*Work to complete*.
- A) Answer these from the Spark graph excerpt:
(i) What path is passed to setCheckpointDir before the connected components run?
(ii) Which two names have the highest triangle count?
(iii) In the first breadth-first search result, what label does the edge from Bob to Andrew carry?
- B) Return everything in the Spark graph excerpt from "The connected components" down to "connections = graph.connectedComponents()".
- C) Carry the Spark graph excerpt forward from its final line.

*Selection*.
○ ○ ○ ○ ○
The connected components algorithm finds isolated clusters or isolated sub-graphs. These clusters are sets of connected vertices in a graph where each vertex is reachable from any other vertex in the same set.

In [11]:
spark.sparkContext.setCheckpointDir('/tmp')
connections = graph.connectedComponents()
connections.select("id", "component").orderBy("component").show()

+---+---------+
| id|component|
+---+---------+
|  1|        1|
|  3|        1|
|  4|        1|
|  2|        1|
|  5|        1|
|  6|        1|
|  7|        7|
|  8|        7|
| 12|        7|
|  9|        7|
| 10|        7|
| 11|        7|
+---+---------+



# Triangle count

In [12]:
personsTriangleCountDf = graph.triangleCount();
personsTriangleCountDf.show()

+-----+---+--------+---+---------+
|count| id|    name|age|     type|
+-----+---+--------+---+---------+
|    0| 12|     USA|  0|     pays|
|    3|  1|  Andrew| 45|   person|
|    1|  6|  Rachel| 32|   person|
|    1|  3|     Bob| 12|   person|
|    0|  5| William| 35|   person|
|    0|  9|  Europe|  0|continent|
|    1|  4|   Emily| 10|   person|
|    0|  8|    Titi| 42|   person|
|    0|  7|    Toto| 42|   person|
|    0| 10|Amerique|  0|continent|
|    0| 11|  France|  0|     pays|
|    3|  2|  Sierra| 43|   person|
+-----+---+--------+---+---------+



In [13]:
personsTriangleCountDf.createOrReplaceTempView("personsTriangleCount")
maxCountDf = spark.sql("select max(count) as max_count from personsTriangleCount")
maxCountDf.createOrReplaceTempView("personsMaxTriangleCount")
spark.sql("select * from personsTriangleCount P JOIN (select * from personsMaxTriangleCount) M ON (M.max_count = P.count) ").show()

+-----+---+------+---+------+---------+
|count| id|  name|age|  type|max_count|
+-----+---+------+---+------+---------+
|    3|  1|Andrew| 45|person|        3|
|    3|  2|Sierra| 43|person|        3|
+-----+---+------+---+------+---------+



## What is the Shortest Path ?

[Breadth-First Algorithm](https://en.wikipedia.org/wiki/Breadth-first_search) : bfs

In [14]:
graph.bfs(fromExpr="Name='Bob'",toExpr="Name='William'").show()

+--------------------+-----------+--------------------+--------------+--------------------+
|                from|         e0|                  v1|            e1|                  to|
+--------------------+-----------+--------------------+--------------+--------------------+
|[3, Bob, 12, person]|[3, 1, Son]|[1, Andrew, 45, p...|[1, 5, Friend]|[5, William, 35, ...|
+--------------------+-----------+--------------------+--------------+--------------------+



In [15]:
graph.bfs(
   fromExpr = "name = 'Bob'",
   toExpr = "name = 'William'",
   ).show()
○ ○ ○ ○ ○
*Data segment*.
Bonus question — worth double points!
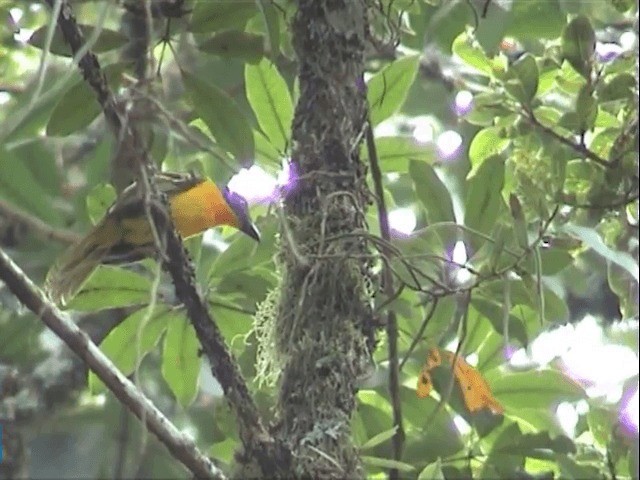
○ ○ ○ ○ ○
*Answers*.
- A)
(i) '/tmp'
(ii) Andrew and Sierra
(iii) Son

- B)
The connected components algorithm finds isolated clusters or isolated sub-graphs. These clusters are sets of connected vertices in a graph where each vertex is reachable from any other vertex in the same set.

In [11]:
spark.sparkContext.setCheckpointDir('/tmp')
connections = graph.connectedComponents()

- C)
+--------------------+-----------+--------------------+--------------+--------------------+
|                from|         e0|                  v1|            e1|                  to|
+--------------------+-----------+--------------------+--------------+--------------------+
|[3, Bob, 12, person]|[3, 1, Son]|[1, Andrew, 45, p...|[1, 5, Friend]|[5, William, 35, ...|
+--------------------+-----------+--------------------+--------------+--------------------+



# Famous Google PageRank

In [16]:
pageRank = graph.pageRank(resetProbability=0.20, maxIter=10)
pageRank.vertices.printSchema()

root
 |-- id: integer (nullable = true)
 |-- name: string (nullable = true)
 |-- age: integer (nullable = true)
 |-- type: string (nullable = true)
 |-- pagerank: double (nullable = true)



In [17]:
pageRank.edges.printSchema()

root
 |-- src: integer (nullable = true)
 |-- dst: integer (nullable = true)
 |-- relation: string (nullable = true)
 |-- weight: double (nullable = true)



In [18]:
pageRank.edges.orderBy("weight", ascending=False).show()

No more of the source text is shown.